[SUPPLIED INFORMATION]

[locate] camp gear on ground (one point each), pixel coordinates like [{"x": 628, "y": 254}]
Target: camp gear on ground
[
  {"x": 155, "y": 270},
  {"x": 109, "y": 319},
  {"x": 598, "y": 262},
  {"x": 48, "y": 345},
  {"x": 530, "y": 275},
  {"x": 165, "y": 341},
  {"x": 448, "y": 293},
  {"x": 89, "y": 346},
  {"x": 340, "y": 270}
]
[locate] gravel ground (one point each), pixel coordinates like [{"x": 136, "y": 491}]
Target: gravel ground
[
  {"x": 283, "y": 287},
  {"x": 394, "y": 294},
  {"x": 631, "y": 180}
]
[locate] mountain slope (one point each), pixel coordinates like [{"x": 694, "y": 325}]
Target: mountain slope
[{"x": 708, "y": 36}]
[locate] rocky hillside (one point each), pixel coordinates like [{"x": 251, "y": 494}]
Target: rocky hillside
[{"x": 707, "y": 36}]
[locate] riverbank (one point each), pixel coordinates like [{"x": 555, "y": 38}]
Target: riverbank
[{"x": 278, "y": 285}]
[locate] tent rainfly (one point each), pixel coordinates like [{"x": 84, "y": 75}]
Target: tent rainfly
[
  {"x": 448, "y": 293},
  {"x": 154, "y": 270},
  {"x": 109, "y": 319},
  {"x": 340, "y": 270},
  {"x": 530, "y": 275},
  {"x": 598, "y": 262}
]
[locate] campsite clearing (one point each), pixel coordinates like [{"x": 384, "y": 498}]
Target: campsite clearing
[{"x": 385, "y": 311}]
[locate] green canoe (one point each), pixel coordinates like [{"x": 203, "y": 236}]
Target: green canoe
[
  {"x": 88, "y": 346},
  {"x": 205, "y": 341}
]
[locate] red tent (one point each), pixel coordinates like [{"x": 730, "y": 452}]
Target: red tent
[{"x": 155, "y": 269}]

[/SUPPLIED INFORMATION]

# EXERCISE OBJECTIVE:
Starting at the line that contains "[locate] campsite clearing", copy every line down to the last line of the records above, exactly as written.

# RESPONSE TO THE EXERCISE:
[locate] campsite clearing (one point each), pixel coordinates like [{"x": 384, "y": 498}]
Target: campsite clearing
[{"x": 385, "y": 311}]
[locate] green canoe (one point each), pixel coordinates like [{"x": 203, "y": 236}]
Target: green canoe
[
  {"x": 88, "y": 346},
  {"x": 205, "y": 341}
]
[locate] red tent (one point each), pixel coordinates like [{"x": 730, "y": 452}]
Target: red tent
[{"x": 155, "y": 269}]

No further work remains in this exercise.